## Request
Find every line in the material below that contains the word "chair" and copy each of those lines.

╭─ Task material

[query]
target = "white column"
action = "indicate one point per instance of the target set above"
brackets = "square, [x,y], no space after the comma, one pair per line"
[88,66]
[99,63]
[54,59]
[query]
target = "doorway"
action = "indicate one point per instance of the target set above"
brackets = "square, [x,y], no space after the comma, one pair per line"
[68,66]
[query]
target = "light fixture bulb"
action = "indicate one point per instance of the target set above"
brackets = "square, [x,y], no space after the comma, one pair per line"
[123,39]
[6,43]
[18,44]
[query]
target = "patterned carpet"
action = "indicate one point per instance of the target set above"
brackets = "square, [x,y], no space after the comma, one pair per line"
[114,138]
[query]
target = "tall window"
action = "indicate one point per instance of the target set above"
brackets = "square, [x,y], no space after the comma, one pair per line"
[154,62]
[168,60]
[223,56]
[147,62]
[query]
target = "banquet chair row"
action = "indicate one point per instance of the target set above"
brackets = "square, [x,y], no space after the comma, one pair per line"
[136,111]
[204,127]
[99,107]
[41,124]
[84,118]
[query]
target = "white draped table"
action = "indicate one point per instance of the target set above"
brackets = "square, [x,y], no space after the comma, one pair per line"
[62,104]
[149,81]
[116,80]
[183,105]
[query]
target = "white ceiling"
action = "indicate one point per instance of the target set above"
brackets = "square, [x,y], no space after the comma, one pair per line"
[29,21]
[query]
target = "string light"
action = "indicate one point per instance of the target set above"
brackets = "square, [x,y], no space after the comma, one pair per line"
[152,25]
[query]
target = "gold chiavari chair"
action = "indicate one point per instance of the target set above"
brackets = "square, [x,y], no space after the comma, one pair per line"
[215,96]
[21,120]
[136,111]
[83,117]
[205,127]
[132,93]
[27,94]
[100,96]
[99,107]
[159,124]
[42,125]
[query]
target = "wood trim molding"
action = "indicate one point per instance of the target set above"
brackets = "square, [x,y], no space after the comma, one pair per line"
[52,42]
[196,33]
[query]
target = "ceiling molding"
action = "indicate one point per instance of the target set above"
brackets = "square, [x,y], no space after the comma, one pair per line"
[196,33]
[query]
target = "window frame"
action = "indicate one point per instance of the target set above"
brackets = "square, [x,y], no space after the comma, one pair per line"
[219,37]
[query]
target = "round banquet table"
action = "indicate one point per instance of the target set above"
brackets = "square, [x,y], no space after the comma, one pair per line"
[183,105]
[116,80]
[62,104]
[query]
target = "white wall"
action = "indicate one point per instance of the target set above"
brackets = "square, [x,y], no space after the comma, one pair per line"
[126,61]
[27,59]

╰─

## Correct answer
target = "banquet chair row"
target = "gold chiavari chair"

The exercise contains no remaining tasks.